[Dataset entries]
----------------
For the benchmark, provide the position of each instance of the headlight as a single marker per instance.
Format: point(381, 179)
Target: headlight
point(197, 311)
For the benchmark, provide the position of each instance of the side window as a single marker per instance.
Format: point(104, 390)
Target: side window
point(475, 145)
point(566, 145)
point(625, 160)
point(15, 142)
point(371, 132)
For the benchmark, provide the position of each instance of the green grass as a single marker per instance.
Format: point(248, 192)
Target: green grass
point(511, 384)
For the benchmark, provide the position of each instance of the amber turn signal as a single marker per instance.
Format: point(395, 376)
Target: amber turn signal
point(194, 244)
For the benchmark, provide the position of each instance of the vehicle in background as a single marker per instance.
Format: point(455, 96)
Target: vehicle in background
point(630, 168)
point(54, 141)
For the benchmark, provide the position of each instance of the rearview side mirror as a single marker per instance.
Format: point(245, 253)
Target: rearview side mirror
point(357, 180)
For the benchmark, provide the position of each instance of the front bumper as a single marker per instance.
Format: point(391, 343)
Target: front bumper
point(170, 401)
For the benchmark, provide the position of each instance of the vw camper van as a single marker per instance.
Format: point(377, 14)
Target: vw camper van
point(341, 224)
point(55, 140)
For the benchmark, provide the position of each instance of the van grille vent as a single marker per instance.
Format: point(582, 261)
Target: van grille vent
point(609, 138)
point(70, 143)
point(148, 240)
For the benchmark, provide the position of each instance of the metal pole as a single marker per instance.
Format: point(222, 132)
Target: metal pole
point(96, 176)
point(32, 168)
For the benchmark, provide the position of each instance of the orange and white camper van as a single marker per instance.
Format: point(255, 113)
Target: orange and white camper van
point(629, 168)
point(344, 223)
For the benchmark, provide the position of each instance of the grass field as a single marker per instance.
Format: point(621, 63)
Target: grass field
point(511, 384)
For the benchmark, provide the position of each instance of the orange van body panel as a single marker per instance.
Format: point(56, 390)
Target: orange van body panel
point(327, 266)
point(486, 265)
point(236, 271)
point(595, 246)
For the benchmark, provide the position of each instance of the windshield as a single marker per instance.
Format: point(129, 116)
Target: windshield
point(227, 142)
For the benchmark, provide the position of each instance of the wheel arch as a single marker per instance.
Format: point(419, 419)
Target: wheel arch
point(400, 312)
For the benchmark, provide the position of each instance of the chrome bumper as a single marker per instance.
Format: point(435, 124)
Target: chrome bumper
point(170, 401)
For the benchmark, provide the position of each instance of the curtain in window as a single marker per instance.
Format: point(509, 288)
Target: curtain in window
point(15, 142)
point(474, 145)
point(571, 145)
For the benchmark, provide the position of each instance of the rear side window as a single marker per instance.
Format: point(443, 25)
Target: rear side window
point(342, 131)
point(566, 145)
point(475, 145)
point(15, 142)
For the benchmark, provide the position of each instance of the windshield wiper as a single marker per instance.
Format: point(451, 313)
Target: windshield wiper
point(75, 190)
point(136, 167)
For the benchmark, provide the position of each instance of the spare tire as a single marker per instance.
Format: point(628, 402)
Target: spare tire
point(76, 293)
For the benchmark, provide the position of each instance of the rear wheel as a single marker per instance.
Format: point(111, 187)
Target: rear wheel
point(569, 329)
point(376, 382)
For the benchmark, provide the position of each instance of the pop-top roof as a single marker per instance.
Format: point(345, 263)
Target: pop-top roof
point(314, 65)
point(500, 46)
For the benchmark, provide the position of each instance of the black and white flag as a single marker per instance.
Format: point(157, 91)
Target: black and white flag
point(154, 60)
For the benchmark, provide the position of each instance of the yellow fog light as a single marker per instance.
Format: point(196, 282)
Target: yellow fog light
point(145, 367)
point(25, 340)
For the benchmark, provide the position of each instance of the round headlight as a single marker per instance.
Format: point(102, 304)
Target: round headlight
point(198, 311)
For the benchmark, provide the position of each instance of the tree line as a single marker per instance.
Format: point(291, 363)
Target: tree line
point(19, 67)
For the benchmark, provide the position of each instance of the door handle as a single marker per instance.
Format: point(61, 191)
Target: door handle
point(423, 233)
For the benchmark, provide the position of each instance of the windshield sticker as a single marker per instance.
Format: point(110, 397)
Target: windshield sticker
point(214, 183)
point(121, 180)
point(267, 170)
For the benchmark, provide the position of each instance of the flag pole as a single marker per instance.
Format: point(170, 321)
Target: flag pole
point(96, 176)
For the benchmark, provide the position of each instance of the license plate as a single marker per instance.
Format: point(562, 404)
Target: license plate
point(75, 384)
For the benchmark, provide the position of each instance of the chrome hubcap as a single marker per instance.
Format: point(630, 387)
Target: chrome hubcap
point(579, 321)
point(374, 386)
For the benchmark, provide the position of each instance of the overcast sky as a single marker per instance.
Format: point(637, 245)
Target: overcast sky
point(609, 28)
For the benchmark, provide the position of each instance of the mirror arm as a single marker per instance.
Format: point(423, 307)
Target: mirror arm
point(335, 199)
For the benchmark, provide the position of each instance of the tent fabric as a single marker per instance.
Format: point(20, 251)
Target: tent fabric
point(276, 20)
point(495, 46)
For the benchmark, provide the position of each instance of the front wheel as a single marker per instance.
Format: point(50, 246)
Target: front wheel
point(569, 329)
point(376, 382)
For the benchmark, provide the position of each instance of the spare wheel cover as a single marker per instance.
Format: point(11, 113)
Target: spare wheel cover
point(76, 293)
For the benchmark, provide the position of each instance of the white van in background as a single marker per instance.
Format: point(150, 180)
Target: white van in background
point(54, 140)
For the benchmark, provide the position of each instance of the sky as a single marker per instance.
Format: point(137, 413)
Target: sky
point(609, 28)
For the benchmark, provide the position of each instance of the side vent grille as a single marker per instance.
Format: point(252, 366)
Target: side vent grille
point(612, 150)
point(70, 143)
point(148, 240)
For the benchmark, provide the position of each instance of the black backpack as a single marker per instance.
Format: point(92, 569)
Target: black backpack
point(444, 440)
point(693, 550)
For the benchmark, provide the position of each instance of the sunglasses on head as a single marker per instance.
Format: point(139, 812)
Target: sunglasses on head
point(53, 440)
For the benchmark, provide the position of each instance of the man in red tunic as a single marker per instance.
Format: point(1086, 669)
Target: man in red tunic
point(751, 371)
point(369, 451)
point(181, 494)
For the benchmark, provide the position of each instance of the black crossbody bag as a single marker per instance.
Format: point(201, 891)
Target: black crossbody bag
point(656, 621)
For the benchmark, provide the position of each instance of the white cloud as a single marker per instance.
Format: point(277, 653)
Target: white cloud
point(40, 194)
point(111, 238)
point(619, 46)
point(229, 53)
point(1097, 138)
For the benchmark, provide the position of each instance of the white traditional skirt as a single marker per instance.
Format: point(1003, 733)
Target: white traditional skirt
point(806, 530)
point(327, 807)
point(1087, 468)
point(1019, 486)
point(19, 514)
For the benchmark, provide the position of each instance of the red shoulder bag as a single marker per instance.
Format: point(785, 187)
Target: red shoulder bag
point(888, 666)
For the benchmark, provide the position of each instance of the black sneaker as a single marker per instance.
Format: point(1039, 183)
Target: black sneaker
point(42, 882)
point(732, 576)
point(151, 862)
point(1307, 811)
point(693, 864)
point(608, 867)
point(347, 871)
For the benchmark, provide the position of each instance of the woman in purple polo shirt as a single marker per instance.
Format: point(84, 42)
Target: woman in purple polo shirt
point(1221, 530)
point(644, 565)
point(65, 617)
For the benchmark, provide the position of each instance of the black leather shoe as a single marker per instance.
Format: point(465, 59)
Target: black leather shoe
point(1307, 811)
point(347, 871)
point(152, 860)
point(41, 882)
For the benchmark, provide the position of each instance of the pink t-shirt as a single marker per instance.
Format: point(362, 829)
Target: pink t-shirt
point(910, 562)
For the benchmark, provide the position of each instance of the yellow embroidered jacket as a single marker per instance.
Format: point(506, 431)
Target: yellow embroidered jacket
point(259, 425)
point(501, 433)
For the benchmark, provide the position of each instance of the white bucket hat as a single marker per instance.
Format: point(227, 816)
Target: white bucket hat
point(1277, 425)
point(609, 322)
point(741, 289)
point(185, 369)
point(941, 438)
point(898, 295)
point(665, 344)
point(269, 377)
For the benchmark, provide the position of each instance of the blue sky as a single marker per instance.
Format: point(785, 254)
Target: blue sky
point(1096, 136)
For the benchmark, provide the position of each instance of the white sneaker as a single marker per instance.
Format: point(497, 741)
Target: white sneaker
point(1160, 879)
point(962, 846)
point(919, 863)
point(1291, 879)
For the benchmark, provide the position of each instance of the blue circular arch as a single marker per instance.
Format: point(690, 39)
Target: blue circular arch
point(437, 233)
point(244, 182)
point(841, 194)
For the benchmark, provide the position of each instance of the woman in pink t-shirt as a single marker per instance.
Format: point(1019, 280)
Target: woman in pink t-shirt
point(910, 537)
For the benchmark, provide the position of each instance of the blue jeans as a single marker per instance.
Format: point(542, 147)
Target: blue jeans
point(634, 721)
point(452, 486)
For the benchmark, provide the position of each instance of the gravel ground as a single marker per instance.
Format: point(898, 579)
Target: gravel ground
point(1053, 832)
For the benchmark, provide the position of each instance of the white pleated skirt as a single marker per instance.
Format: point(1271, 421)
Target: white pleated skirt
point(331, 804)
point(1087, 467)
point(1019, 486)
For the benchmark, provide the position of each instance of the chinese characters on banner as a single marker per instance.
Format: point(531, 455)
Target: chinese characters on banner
----------------
Rewrite the lines of the listing above as a numbered list, starting with the line containing "wiper as a single marker per instance." and continuing through the line containing "point(154, 60)". Leave out any blank lines.

Written solution:
1. For the benchmark, provide the position of each instance of the windshield wiper as a single marker per instance.
2. Format: point(451, 313)
3. Target: windshield wiper
4. point(75, 190)
5. point(136, 167)
6. For the benchmark, provide the position of each instance of the spare tire as a single marker per instance.
7. Format: point(628, 402)
8. Target: spare tire
9. point(76, 293)
10. For the benchmark, provide the position of each instance of the rear wheel as a single marker per instance.
11. Format: point(111, 187)
12. Target: rear wheel
13. point(569, 329)
14. point(376, 382)
15. For the benchmark, provide the position of each instance of the pop-top roof as a single marker per instance.
16. Format: point(345, 263)
17. Target: pop-top roof
18. point(314, 65)
19. point(500, 46)
20. For the benchmark, provide the position of each instance of the black and white flag as a single marker per instance.
21. Format: point(157, 91)
22. Target: black and white flag
23. point(154, 60)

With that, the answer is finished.